● EXERCISE AIM: Print the range of lines that opens with the line containing "Indicate the red wall" and closes with the last line of the listing. Include both ends; print nothing more.

Collected data:
<<<<

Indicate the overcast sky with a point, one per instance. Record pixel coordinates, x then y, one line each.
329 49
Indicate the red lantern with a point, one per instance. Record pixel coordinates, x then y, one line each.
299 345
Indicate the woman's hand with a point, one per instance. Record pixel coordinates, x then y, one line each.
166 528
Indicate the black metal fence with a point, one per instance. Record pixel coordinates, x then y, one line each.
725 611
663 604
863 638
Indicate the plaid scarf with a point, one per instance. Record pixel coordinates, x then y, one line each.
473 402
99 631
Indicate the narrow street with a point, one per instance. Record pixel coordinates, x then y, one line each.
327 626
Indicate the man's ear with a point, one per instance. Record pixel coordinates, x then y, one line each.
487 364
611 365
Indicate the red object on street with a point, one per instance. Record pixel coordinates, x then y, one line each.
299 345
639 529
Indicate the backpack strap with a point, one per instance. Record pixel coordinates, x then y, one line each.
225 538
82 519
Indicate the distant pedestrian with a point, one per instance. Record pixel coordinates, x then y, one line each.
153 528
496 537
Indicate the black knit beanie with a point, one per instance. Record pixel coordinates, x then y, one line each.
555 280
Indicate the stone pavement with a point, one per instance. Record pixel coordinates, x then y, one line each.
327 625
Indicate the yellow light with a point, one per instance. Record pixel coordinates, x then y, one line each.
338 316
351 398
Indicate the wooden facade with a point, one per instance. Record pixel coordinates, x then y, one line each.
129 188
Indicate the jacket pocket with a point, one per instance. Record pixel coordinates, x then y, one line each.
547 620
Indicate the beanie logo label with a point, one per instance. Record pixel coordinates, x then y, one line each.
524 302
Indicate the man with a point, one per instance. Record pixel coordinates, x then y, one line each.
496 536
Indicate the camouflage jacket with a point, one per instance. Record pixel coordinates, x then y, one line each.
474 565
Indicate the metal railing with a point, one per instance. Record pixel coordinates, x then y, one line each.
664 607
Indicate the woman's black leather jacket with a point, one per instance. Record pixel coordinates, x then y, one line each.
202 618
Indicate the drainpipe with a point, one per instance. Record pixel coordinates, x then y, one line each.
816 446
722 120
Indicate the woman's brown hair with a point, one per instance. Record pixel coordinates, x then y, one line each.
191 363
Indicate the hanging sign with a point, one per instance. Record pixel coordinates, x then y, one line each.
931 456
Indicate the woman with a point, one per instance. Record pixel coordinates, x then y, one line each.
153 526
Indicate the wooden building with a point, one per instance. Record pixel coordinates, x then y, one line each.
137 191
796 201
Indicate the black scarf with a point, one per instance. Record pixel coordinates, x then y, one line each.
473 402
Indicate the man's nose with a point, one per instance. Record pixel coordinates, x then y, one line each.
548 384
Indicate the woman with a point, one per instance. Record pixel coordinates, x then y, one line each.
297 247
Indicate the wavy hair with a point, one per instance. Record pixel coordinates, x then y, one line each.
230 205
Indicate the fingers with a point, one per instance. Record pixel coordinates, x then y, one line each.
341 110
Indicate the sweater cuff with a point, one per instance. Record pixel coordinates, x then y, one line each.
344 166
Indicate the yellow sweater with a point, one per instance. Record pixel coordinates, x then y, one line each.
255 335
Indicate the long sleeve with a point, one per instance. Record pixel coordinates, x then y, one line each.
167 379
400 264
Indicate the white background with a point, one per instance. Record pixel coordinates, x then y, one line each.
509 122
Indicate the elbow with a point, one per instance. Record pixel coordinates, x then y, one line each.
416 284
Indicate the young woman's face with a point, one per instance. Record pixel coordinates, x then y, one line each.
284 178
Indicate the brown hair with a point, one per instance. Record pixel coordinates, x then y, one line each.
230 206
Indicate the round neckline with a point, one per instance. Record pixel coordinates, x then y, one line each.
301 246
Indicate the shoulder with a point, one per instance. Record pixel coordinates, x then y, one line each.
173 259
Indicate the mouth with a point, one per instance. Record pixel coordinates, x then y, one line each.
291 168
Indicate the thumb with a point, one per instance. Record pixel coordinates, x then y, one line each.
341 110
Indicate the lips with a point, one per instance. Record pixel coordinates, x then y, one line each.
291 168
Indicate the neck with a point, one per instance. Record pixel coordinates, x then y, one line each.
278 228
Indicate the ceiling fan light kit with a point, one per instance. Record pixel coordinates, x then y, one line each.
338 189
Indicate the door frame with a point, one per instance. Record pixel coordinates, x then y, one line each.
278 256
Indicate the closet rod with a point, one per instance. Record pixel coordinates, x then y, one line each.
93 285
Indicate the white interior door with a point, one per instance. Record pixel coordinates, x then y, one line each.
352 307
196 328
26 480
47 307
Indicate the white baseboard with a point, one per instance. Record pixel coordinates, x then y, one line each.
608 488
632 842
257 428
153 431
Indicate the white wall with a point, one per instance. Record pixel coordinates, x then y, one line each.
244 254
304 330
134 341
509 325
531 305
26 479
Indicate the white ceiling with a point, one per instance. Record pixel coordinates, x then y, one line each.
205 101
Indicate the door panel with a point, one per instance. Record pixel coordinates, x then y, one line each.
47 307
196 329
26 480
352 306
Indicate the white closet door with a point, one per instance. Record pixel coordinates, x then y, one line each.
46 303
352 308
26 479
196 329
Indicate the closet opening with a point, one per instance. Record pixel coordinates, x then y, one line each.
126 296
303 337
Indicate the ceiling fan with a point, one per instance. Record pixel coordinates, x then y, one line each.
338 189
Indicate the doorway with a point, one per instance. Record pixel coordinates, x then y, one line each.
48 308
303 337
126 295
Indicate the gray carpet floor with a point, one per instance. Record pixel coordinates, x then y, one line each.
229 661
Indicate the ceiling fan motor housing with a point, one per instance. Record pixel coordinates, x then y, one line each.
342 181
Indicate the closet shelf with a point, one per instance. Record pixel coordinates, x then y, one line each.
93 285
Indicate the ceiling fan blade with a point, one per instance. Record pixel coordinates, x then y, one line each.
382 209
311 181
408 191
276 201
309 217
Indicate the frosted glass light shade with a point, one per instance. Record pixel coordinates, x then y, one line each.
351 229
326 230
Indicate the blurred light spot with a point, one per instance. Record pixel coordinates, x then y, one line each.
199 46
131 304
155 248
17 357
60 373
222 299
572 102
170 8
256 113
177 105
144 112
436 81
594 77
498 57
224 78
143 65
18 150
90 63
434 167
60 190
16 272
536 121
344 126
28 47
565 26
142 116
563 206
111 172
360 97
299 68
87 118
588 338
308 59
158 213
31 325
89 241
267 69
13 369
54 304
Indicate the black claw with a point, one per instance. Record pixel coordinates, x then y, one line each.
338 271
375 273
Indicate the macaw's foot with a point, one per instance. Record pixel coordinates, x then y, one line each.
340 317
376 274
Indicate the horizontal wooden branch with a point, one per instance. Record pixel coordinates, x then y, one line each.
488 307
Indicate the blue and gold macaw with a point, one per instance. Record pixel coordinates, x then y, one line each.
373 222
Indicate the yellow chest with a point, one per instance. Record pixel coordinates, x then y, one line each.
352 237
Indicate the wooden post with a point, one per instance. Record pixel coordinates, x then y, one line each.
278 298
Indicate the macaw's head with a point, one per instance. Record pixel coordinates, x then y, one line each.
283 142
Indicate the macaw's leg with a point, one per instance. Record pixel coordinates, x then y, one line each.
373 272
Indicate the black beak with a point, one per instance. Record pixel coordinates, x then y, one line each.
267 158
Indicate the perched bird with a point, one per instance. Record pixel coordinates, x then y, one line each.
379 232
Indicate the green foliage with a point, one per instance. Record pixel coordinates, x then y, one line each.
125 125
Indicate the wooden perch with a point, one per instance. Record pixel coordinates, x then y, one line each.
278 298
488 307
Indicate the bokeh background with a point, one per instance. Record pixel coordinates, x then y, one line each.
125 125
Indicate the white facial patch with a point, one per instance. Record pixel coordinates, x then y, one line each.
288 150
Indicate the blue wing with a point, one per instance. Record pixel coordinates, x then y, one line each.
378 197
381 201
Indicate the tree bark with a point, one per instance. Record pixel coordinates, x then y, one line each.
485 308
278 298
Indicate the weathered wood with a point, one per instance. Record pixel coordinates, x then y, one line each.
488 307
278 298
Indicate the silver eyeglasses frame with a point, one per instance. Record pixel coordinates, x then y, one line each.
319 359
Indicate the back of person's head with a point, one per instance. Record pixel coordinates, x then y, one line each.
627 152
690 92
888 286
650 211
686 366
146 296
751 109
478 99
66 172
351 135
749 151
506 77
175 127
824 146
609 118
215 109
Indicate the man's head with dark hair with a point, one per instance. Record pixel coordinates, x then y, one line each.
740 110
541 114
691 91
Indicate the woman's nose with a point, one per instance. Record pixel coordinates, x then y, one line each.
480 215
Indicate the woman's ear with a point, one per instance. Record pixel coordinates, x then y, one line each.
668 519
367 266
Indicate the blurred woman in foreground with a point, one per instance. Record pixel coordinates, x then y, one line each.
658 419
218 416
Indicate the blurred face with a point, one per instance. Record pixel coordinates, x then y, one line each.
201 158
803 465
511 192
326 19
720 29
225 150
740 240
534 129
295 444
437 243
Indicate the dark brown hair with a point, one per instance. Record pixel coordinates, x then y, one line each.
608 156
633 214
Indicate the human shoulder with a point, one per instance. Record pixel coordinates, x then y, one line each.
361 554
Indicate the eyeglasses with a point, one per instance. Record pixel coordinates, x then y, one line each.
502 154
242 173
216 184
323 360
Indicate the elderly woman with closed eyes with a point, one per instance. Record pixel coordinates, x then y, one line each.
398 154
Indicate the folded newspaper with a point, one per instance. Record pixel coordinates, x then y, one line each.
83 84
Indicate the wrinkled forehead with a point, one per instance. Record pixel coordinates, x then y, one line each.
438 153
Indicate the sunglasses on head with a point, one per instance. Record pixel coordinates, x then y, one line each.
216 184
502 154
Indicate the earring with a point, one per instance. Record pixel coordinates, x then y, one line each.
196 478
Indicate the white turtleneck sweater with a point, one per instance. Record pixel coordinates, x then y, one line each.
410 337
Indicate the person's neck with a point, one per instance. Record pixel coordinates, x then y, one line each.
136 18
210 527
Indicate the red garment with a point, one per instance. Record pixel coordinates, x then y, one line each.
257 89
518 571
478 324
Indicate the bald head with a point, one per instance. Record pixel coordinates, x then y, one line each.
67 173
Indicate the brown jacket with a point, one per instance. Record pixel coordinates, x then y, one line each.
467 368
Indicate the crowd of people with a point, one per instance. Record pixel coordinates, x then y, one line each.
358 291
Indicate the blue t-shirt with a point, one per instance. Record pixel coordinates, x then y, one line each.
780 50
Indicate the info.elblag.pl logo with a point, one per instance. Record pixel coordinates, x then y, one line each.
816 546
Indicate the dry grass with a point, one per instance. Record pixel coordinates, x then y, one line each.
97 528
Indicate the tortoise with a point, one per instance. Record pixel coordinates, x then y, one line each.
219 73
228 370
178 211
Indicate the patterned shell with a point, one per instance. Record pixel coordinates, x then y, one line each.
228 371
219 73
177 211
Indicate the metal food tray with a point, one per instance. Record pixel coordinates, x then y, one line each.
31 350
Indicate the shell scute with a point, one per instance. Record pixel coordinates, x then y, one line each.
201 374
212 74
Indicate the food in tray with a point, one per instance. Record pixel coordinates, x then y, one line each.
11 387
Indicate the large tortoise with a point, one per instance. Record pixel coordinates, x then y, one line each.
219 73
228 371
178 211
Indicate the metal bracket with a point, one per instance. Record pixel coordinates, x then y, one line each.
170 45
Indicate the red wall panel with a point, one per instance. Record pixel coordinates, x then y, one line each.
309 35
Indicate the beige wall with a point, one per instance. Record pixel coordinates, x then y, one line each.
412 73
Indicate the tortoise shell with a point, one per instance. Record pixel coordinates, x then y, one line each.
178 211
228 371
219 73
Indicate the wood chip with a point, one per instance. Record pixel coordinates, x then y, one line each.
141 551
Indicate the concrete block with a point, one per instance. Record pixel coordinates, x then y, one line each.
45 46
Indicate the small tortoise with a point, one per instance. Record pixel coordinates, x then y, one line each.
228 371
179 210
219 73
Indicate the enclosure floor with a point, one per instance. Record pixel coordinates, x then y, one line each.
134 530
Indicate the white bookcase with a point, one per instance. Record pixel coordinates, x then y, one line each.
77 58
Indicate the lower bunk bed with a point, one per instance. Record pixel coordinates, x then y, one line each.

>>>>

● THE OUTPUT:
Indicate the red wall panel with a point, one per instance. Record pixel coordinates, x then y, one line each.
309 35
Indicate the beige wall with a point, one per instance. Record pixel coordinates, x then y, one line each.
412 73
Indicate the tortoise shell with a point, one per instance. Record pixel coordinates, x then y, one line each.
178 211
228 371
219 73
Indicate the wood chip with a point, one per instance. Record pixel coordinates, x then y, one line each.
141 551
Indicate the concrete block with a point, one per instance. Record pixel coordinates, x then y, one line each.
45 46
Indicate the small tortoise with a point, one per instance. Record pixel coordinates, x then y, one line each.
228 371
179 210
219 73
Indicate the enclosure floor with a point, one per instance. Record pixel coordinates, x then y, one line each.
134 530
Indicate the white bookcase with a point, one per instance. Record pixel coordinates, x then y, one line each.
77 58
Indicate the lower bunk bed with a point, one per instance. Record pixel coordinates, x then y, one line each.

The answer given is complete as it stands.